Task to carry out →
Reproduce the data below in full, substituting "single marker" for every occurrence of "single point" and keeping all other text unchanged.

Rows from a dataset
☆ ☆ ☆ ☆ ☆
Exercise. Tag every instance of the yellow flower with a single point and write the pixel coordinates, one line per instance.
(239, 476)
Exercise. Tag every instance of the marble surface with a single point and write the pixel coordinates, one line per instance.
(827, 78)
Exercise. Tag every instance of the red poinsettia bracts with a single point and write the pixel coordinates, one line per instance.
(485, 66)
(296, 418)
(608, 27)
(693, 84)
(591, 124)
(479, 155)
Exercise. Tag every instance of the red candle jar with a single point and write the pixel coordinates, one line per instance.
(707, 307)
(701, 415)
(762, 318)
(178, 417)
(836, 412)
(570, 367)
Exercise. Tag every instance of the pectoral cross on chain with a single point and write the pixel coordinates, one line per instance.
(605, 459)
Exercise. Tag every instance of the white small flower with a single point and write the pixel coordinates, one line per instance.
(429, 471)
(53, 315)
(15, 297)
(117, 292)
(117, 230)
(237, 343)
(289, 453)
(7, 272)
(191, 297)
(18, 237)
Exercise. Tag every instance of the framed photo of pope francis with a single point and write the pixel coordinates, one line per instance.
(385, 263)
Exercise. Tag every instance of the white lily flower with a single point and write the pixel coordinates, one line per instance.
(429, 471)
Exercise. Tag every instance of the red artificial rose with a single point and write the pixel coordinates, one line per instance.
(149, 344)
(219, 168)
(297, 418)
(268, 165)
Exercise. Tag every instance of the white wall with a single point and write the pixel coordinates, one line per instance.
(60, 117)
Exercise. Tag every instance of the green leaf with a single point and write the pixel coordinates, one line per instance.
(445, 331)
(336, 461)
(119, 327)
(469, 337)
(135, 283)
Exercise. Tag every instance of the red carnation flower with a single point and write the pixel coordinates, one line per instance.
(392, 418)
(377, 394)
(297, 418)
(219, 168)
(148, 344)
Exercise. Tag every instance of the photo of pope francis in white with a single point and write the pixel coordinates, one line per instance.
☆ ☆ ☆ ☆ ☆
The solution →
Exercise. Tag every instance of the yellow flower with a single marker and write the pixel coordinates, one line per instance.
(239, 476)
Exercise. Tag every instance of the marble surface with a single marker and write the pixel coordinates, one line per instance.
(827, 78)
Exercise. Tag every instance of the red poinsettia bracts with a single marker and write the pixel coordinates, one line per instance.
(485, 66)
(296, 418)
(608, 27)
(693, 84)
(591, 124)
(479, 155)
Exercise. Tag every instance of the red candle jar with a single marker and write the pixel coordinates, one line per instance.
(707, 307)
(701, 415)
(762, 318)
(178, 417)
(836, 412)
(570, 367)
Exercise. Tag every instance of the pectoral cross on chain with a single marker and write the pixel coordinates, one line per instance.
(605, 459)
Exercise. Tag every instance of the white small flower with a single marker and write the pixel coordinates, one line per instance.
(429, 471)
(53, 315)
(15, 297)
(117, 292)
(117, 230)
(237, 343)
(289, 453)
(7, 272)
(191, 297)
(18, 237)
Exercise. Tag every instance of the framed photo of pope francis with a single marker and write the pixel coordinates, one line per instance.
(385, 263)
Exercise. Tag every instance of the white lily flower with a single marker and write the pixel coordinates, one line per instance.
(429, 471)
Exercise. Tag every instance of the red artificial rose with a single marker and write the pixel coordinates, one line per instance.
(149, 344)
(219, 168)
(297, 418)
(268, 165)
Exercise. Tag every instance of the white wall with a single marker and write the pixel coordinates, one line per instance.
(60, 117)
Exercise. Tag every instance of the green leaf with a single marker and write the pixel coordinates, one line per instance.
(445, 331)
(336, 461)
(119, 327)
(469, 337)
(135, 283)
Exercise. Tag every instance of the red carnation flower with a single marker and write the pixel coordinates, one line per instance.
(392, 418)
(377, 394)
(297, 418)
(219, 168)
(148, 344)
Exercise. Tag every instance of the photo of pope francis in white with a single marker and write the pixel coordinates, one line per instance.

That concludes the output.